Di zaman ini, terkadang kita mendengar berbagai berita pemalsuan dokumen yang dilakukan oleh beberapa oknum dengan tujuan tertentu. Namun tahukah anda bahwa hal serupa pernah terjadi beberapa ratus tahun yang lalu. Hanya saja, dokumen yang dipalsukan bukan ijazah sekolah maupun piagam penghargaan, melainkan sanad Al-Quran.
Ya, percaya atau tidak, hal ini pernah terjadi pada abad 6 hijriyah dan diabadikan dalam berbagai kitab sejarah. Modus yang digunakan tentu berbeda dengan zaman sekarang yang menggunakan berbagai aplikasi editing seperti photoshop dan sebagainya. Satu-satunya media yang menjadi kunci pemalsuan saat itu adalah keahlian dalam menirukan tulisan tangan seseorang.
Kisah ini berawal saat salah seorang Wazir daulah Abbasiyah yang bernama Ibnu Hubairoh rohimahulloh hendak mengadakan majlis sama’. Beliau memang dikenal sebagai seorang pejabat sekaligus ulama. Kitab yang akan dibaca dalam majlis saat itu merupakan kitab Al-Ifshoh karya beliau sendiri dalam disiplin ilmu qiroat.
Dalam kitab tersebut, sang Wazir menyertakan berbagai riwayat sanad qiroat yang beliau dapat dari syaikh Mas’ud bin Husain Al-Huly yang juga hadir saat itu.
Majlis yang dihadiri oleh khalayak ramai itu berjalan dengan khidmat seperti biasanya. Namun semua itu berubah saat seorang ahli qiroat yang bernama Syaikh Abul Hasan Al-Bathoihi rohimahulloh merasakan adanya kejanggalan.
Di majlis tersebut, Mas’ud Al-Hully mengaku telah mendapatkan sanad Qiroat ‘Ashim dari seorang Muqri fenomenal yang bernama Ibnu Siwar. Sanad tersebut kemudian ia wariskan kepada sang Wazir Ibnu Hubairoh.
Abul Hasan Al-Bathoihi yang mengetahui fakta bahwa Mas’ud Al-Hully tak pernah talaqqi kepada Ibnu Siwar segera berkata dengan suara lantang:
“Ini merupakan sebuah kedustaan”
Sontak saja, hal tersebut langsung memicu keributan diantara para hadirin.
Tak berapa lama kemudian, sang Wazir segera memanggil Al-Bathoihi dan Mas’ud Al-Huly guna menyingkap fakta yang sesungguhnya.

→ SOAL LATIHAN A:
Jawablah pertanyaan tentang teks mengenai pemalsuan sanad Al-Quran ini:
(i) Siapa nama Wazir daulah Abbasiyah yang hendak mengadakan majlis sama’?
(ii) Kitab apa yang dibaca dalam majlis tersebut?
(iii) Dari siapa Mas’ud Al-Hully mengaku mendapatkan sanad Qiroat ‘Ashim?
→ SOAL LATIHAN B:
Saring daftar dan salin setiap baris yang mengandung kata "woman". Huruf besar dan huruf kecil dibedakan.
Teks dan daftar merupakan dua bahan yang berdiri sendiri dan tidak saling berkaitan.

→ DATA ACUAN:

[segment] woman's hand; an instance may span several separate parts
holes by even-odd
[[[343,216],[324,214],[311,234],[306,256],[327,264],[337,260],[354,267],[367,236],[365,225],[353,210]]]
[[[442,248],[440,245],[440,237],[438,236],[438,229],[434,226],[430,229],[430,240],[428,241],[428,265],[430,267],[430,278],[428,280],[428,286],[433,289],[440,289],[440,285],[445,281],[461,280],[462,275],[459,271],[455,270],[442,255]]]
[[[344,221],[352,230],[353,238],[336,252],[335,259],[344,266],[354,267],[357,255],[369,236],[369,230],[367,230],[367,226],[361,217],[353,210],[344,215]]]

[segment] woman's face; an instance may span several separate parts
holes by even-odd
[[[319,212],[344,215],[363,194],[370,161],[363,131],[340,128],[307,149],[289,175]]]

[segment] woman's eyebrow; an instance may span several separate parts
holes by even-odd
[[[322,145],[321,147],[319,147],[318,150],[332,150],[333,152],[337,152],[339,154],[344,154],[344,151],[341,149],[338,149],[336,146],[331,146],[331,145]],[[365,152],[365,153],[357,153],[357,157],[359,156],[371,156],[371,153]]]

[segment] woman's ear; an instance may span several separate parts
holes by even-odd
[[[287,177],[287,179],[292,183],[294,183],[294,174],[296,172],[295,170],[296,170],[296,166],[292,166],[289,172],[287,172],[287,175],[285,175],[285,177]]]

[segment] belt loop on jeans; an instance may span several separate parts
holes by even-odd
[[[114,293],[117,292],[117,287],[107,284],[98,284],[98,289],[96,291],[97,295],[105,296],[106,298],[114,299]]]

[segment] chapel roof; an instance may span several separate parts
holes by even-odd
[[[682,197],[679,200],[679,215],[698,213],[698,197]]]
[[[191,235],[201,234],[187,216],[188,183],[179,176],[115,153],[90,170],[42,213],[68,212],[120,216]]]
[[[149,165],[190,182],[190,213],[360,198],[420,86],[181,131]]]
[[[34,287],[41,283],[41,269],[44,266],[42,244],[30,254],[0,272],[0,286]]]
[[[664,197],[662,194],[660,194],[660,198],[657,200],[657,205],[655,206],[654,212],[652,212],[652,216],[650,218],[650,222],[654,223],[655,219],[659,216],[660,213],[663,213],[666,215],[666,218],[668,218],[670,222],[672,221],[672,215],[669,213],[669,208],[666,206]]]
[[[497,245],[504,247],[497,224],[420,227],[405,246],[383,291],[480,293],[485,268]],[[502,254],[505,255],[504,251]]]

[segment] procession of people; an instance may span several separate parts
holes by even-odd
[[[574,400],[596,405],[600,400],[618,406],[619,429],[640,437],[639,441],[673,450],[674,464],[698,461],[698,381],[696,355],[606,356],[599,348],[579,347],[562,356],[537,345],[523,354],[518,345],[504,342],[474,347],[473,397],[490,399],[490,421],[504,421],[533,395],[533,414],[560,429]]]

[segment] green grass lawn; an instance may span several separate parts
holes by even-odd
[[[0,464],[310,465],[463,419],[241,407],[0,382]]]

→ JAWABAN AKHIR A:
(i) Ibnu Hubairoh.
(ii) Kitab Al-Ifshoh.
(iii) Dari Ibnu Siwar.

→ JAWABAN AKHIR B:
[segment] woman's hand; an instance may span several separate parts
[segment] woman's face; an instance may span several separate parts
[segment] woman's eyebrow; an instance may span several separate parts
[segment] woman's ear; an instance may span several separate parts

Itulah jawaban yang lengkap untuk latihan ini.